[Dataset items]
* * * *

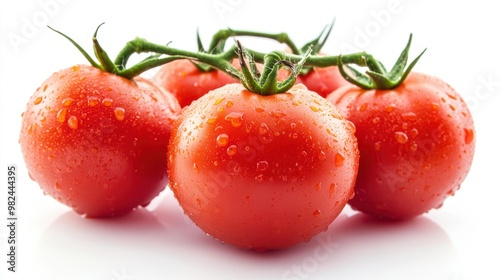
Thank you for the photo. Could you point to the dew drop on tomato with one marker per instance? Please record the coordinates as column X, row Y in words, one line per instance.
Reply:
column 92, row 101
column 339, row 160
column 73, row 122
column 236, row 119
column 469, row 135
column 401, row 137
column 232, row 150
column 107, row 102
column 262, row 165
column 222, row 140
column 38, row 100
column 119, row 113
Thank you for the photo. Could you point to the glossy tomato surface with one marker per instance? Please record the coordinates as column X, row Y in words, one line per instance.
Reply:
column 416, row 145
column 262, row 172
column 187, row 83
column 97, row 142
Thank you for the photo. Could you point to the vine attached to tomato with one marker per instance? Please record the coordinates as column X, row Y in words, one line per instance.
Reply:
column 261, row 150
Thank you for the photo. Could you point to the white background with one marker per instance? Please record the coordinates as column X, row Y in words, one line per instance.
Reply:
column 458, row 241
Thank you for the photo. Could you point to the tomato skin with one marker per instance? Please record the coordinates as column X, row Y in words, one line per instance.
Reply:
column 187, row 83
column 262, row 172
column 416, row 145
column 97, row 142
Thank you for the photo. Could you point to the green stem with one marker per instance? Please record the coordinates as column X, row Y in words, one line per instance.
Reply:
column 219, row 38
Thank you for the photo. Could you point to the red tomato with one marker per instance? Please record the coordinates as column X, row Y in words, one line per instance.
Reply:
column 96, row 141
column 262, row 172
column 416, row 145
column 187, row 83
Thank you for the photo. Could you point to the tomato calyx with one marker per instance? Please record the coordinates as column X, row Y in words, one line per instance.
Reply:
column 377, row 77
column 266, row 83
column 118, row 67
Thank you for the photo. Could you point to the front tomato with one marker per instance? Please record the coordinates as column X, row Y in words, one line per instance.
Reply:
column 262, row 172
column 96, row 141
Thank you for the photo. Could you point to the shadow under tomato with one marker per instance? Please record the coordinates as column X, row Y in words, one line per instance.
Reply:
column 73, row 247
column 160, row 242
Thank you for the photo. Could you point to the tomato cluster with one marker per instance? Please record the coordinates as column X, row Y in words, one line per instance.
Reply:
column 260, row 156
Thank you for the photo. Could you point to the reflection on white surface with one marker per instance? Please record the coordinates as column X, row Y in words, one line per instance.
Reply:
column 162, row 244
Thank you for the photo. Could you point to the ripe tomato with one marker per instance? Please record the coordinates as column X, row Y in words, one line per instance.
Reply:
column 187, row 83
column 262, row 172
column 96, row 141
column 323, row 80
column 416, row 145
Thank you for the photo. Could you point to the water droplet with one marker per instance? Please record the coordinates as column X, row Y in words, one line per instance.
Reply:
column 73, row 122
column 119, row 113
column 410, row 116
column 315, row 109
column 277, row 114
column 218, row 101
column 38, row 100
column 332, row 188
column 469, row 135
column 401, row 137
column 413, row 132
column 211, row 120
column 350, row 126
column 222, row 140
column 232, row 150
column 67, row 101
column 363, row 107
column 107, row 102
column 57, row 186
column 414, row 147
column 235, row 118
column 321, row 155
column 259, row 178
column 262, row 165
column 92, row 101
column 263, row 129
column 339, row 160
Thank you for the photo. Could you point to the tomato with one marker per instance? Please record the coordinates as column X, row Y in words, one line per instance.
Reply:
column 262, row 172
column 96, row 141
column 322, row 80
column 416, row 145
column 187, row 83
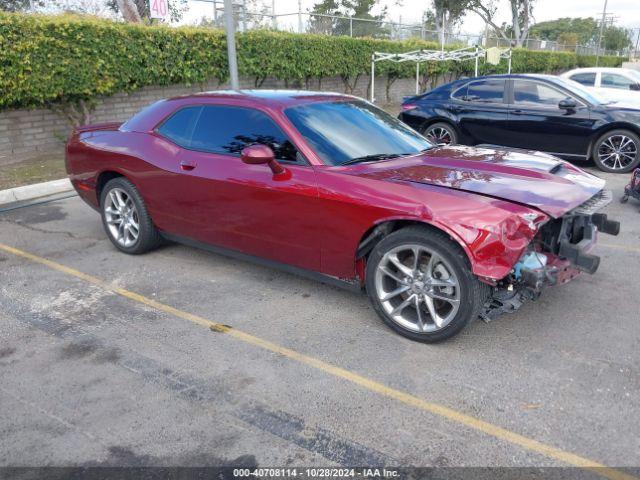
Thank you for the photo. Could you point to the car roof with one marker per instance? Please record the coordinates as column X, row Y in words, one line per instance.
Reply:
column 282, row 98
column 600, row 69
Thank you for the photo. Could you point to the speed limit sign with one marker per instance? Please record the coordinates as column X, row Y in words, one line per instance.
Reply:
column 159, row 9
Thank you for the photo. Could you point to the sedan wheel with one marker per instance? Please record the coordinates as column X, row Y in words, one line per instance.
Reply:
column 420, row 283
column 441, row 134
column 617, row 151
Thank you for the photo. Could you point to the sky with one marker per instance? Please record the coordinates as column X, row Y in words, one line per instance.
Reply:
column 410, row 11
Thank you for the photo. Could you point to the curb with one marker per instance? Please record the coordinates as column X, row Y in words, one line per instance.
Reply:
column 38, row 190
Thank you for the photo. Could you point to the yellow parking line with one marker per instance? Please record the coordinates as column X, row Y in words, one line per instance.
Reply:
column 367, row 383
column 619, row 247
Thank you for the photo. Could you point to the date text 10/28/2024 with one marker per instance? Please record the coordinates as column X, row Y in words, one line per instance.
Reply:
column 315, row 472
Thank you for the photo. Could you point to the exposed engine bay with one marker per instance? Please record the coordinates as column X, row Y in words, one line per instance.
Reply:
column 559, row 252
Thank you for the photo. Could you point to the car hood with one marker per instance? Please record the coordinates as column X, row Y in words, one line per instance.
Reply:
column 530, row 178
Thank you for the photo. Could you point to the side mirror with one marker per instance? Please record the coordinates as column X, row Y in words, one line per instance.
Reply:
column 260, row 154
column 567, row 104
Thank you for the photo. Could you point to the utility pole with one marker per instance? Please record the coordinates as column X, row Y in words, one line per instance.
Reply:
column 273, row 14
column 231, row 44
column 602, row 22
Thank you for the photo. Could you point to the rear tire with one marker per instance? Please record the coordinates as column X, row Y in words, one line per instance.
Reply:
column 125, row 218
column 429, row 303
column 441, row 134
column 617, row 151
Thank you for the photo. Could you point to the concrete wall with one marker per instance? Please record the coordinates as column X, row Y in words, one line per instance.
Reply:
column 25, row 133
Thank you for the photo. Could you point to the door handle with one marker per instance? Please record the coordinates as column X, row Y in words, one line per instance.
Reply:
column 187, row 165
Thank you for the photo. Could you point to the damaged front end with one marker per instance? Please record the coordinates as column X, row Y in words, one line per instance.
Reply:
column 558, row 253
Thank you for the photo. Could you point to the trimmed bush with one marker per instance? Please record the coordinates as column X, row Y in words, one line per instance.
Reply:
column 63, row 59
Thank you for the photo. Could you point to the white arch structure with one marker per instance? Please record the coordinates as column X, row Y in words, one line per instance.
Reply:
column 419, row 56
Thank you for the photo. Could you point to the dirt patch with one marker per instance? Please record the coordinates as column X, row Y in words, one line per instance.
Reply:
column 77, row 350
column 6, row 351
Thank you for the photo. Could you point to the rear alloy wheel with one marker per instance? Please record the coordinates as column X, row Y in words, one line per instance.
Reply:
column 441, row 134
column 617, row 151
column 125, row 218
column 421, row 284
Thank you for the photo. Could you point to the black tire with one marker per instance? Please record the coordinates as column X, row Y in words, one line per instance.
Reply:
column 148, row 236
column 607, row 164
column 472, row 293
column 434, row 131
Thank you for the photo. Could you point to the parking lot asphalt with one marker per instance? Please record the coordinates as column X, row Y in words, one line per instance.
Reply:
column 112, row 363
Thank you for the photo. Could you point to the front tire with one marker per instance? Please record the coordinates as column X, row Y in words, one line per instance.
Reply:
column 420, row 283
column 441, row 134
column 617, row 151
column 125, row 218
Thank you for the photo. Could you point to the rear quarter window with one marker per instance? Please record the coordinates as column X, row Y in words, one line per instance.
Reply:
column 179, row 126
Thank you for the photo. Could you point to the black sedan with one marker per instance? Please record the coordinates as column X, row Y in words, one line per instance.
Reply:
column 535, row 112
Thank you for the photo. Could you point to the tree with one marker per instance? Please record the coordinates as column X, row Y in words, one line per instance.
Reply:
column 585, row 31
column 364, row 23
column 321, row 17
column 446, row 14
column 521, row 15
column 19, row 5
column 616, row 38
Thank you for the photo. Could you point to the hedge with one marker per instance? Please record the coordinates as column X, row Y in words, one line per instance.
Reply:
column 56, row 59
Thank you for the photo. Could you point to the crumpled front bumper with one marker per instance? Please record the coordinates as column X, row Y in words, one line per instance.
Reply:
column 569, row 252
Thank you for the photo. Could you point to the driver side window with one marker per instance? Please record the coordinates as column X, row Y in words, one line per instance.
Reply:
column 613, row 80
column 536, row 94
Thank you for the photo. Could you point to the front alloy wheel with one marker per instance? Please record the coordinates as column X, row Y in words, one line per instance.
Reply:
column 420, row 283
column 617, row 151
column 441, row 134
column 417, row 288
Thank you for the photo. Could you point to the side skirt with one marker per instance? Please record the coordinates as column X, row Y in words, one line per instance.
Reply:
column 351, row 285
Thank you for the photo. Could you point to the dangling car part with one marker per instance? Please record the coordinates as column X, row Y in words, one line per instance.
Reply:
column 633, row 188
column 558, row 253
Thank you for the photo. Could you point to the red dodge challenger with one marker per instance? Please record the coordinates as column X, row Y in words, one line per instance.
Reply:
column 330, row 186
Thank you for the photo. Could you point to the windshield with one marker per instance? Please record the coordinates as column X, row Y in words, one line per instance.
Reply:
column 579, row 89
column 345, row 132
column 634, row 74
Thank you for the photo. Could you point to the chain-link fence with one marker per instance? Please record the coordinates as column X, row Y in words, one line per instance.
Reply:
column 322, row 24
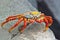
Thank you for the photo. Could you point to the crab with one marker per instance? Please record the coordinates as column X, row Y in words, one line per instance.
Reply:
column 29, row 17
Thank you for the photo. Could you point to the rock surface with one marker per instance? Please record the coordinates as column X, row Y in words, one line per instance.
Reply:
column 34, row 32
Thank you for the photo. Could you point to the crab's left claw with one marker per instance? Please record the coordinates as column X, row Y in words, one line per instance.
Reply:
column 48, row 20
column 8, row 19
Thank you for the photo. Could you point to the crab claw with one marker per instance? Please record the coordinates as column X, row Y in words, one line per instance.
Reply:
column 8, row 19
column 48, row 20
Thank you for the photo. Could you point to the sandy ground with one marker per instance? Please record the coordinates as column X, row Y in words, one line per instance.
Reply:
column 34, row 31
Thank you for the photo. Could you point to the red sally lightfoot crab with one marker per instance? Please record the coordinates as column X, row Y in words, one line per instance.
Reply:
column 29, row 17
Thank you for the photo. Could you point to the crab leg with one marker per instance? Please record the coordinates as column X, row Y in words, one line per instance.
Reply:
column 8, row 19
column 24, row 26
column 43, row 20
column 15, row 25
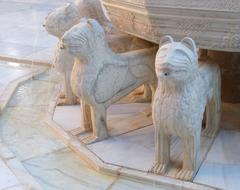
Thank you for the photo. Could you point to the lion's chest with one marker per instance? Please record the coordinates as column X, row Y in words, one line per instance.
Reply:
column 178, row 113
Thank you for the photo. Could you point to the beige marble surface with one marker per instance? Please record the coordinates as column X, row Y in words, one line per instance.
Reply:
column 7, row 178
column 39, row 151
column 25, row 37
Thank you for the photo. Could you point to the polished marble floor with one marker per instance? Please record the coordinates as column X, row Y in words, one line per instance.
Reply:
column 33, row 157
column 21, row 32
column 41, row 153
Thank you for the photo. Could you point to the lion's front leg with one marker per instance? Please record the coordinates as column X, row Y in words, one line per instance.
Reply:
column 162, row 152
column 99, row 122
column 68, row 98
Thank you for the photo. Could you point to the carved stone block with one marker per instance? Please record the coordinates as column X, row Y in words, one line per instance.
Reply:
column 213, row 24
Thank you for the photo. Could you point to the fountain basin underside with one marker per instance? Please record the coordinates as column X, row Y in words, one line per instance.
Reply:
column 212, row 24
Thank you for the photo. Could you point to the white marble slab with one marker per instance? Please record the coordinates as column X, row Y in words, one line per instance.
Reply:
column 124, row 184
column 222, row 166
column 26, row 134
column 8, row 74
column 64, row 170
column 7, row 178
column 121, row 118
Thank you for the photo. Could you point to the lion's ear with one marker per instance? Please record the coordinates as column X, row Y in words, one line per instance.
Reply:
column 69, row 8
column 165, row 40
column 189, row 43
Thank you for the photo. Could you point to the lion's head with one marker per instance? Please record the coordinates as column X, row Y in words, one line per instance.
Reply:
column 176, row 61
column 62, row 19
column 84, row 38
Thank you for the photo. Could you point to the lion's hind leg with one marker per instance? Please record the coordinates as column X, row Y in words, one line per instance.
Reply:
column 191, row 147
column 213, row 108
column 162, row 152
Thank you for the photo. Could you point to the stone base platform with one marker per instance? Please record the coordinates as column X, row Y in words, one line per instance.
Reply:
column 129, row 151
column 12, row 75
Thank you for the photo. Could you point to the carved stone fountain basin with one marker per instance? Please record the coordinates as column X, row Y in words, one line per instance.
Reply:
column 213, row 24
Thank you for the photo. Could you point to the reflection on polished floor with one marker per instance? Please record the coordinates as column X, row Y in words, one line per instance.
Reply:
column 32, row 156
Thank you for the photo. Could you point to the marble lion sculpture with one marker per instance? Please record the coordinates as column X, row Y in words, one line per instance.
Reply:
column 65, row 17
column 101, row 77
column 185, row 89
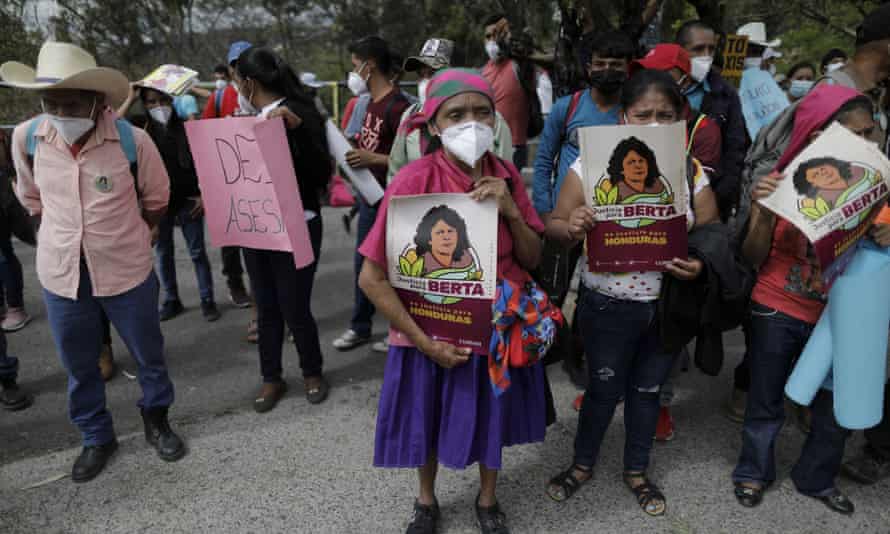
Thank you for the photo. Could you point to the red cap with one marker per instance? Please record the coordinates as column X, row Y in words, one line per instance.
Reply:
column 664, row 57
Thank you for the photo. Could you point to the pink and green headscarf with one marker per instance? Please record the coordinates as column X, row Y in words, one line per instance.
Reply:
column 444, row 85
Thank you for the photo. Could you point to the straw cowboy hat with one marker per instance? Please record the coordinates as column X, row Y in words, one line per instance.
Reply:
column 65, row 66
column 756, row 32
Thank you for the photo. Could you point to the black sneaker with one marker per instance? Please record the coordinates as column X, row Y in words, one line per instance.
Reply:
column 491, row 519
column 426, row 519
column 13, row 398
column 867, row 468
column 208, row 308
column 171, row 309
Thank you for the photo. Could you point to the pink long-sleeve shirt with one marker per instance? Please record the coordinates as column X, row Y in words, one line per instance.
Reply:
column 88, row 206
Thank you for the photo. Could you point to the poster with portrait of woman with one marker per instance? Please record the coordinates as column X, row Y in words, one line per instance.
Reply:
column 832, row 190
column 635, row 181
column 441, row 254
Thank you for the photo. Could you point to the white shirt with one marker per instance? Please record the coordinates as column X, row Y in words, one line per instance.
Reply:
column 642, row 286
column 308, row 214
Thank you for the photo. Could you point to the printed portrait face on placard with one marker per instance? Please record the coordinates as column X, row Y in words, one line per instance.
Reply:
column 441, row 250
column 633, row 177
column 825, row 183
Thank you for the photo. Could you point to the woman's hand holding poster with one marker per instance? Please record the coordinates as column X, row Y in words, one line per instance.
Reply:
column 832, row 191
column 441, row 254
column 635, row 182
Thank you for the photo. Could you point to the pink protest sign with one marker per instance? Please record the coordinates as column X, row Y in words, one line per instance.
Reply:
column 249, row 186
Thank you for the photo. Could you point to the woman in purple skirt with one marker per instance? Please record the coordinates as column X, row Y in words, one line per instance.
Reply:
column 437, row 405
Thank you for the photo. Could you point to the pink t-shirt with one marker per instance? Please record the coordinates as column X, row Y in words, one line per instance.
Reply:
column 790, row 279
column 436, row 174
column 509, row 98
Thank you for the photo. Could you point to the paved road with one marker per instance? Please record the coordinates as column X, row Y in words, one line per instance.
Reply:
column 305, row 468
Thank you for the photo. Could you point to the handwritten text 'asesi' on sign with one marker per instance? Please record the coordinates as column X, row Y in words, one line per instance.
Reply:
column 240, row 161
column 248, row 184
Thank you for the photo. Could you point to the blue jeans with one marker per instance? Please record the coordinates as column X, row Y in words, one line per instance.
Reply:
column 776, row 342
column 363, row 309
column 9, row 365
column 283, row 295
column 193, row 232
column 624, row 358
column 11, row 281
column 76, row 327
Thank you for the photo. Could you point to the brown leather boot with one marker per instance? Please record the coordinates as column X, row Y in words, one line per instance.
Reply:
column 106, row 363
column 269, row 396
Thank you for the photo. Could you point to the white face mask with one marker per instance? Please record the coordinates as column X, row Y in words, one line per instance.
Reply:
column 468, row 141
column 356, row 83
column 244, row 104
column 73, row 128
column 161, row 114
column 421, row 90
column 753, row 62
column 701, row 66
column 492, row 49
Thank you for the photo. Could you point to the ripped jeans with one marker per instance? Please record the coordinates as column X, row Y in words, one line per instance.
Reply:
column 624, row 358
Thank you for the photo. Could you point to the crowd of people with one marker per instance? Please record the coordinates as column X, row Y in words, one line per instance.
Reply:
column 105, row 192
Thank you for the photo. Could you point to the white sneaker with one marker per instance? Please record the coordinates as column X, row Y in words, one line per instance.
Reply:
column 350, row 340
column 381, row 346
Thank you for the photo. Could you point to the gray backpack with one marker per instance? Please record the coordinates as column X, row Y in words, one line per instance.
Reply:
column 767, row 149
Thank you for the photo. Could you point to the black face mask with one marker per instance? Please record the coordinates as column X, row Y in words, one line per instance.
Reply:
column 607, row 81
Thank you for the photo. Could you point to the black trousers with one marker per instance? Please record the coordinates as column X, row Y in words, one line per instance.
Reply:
column 878, row 437
column 283, row 295
column 232, row 269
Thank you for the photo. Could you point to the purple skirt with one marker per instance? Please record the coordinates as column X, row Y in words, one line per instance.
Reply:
column 453, row 413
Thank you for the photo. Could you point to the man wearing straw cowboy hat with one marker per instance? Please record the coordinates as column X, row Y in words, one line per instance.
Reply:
column 98, row 186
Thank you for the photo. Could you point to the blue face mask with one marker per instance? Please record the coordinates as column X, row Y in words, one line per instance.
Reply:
column 799, row 88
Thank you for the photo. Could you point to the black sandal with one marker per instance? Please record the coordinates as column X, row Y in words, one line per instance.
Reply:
column 747, row 496
column 567, row 482
column 648, row 495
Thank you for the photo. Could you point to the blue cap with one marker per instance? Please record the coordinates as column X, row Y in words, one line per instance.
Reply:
column 236, row 49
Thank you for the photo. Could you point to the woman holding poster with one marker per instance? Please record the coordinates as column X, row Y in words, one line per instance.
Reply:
column 267, row 86
column 617, row 311
column 440, row 403
column 787, row 300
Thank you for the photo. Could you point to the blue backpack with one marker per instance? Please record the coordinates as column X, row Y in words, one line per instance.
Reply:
column 124, row 131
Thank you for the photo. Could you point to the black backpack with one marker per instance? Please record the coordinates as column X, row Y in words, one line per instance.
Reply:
column 527, row 75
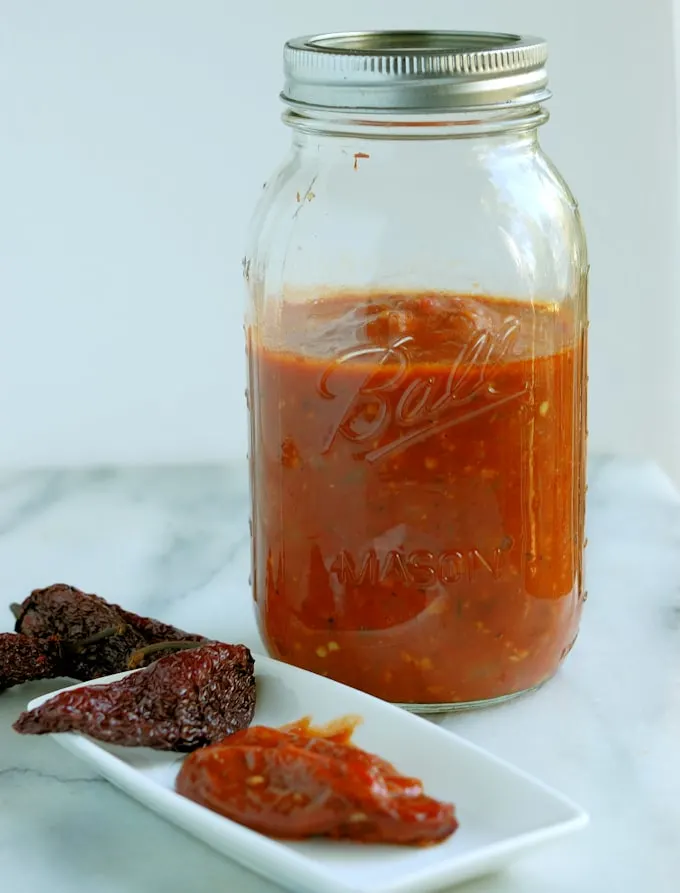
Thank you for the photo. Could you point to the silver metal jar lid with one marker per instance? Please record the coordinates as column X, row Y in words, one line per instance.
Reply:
column 417, row 71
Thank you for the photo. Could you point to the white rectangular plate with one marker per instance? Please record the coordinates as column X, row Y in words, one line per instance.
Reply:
column 502, row 810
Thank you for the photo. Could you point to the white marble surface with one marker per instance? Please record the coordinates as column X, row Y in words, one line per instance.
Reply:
column 174, row 543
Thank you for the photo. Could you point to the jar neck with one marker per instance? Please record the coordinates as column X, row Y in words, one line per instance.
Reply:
column 512, row 124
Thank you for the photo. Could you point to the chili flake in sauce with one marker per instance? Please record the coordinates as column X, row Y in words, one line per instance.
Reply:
column 417, row 463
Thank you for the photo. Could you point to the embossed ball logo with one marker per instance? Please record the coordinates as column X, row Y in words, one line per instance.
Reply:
column 391, row 395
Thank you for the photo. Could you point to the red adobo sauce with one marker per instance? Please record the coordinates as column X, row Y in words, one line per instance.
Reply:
column 417, row 467
column 299, row 782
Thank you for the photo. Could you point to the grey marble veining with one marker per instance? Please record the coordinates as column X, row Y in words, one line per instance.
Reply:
column 174, row 543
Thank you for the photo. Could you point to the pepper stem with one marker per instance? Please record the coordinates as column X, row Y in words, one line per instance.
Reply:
column 137, row 657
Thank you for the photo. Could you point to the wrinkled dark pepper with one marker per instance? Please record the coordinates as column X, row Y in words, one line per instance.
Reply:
column 181, row 702
column 61, row 631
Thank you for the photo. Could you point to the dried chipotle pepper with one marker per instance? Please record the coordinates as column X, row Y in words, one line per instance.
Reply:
column 180, row 702
column 88, row 637
column 23, row 658
column 289, row 784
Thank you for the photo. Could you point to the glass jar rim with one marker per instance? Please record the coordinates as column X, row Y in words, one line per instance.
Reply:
column 426, row 71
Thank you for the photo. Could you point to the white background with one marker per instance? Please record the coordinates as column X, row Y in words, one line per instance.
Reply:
column 134, row 139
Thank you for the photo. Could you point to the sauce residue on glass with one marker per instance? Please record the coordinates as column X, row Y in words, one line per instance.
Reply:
column 417, row 468
column 299, row 781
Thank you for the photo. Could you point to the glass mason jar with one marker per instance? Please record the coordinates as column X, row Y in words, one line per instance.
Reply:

* * * *

*Activity*. Go through the data and show every line where "rear" occurs.

*Written answer*.
Thank you for the photo. Could you point to the rear tire with one marker per instance? Please record the coordinates as column X, row Y in words, one line per instance.
Thank you for the photo. Could you point to the rear alloy wheel with one marker per instance? Please record the coordinates as column X, row Y in words, one line per instance.
Thank you for the photo. Could you point to the rear quarter window with one marker per instance? Please record the coordinates as column X, row Y in words, one line per instance.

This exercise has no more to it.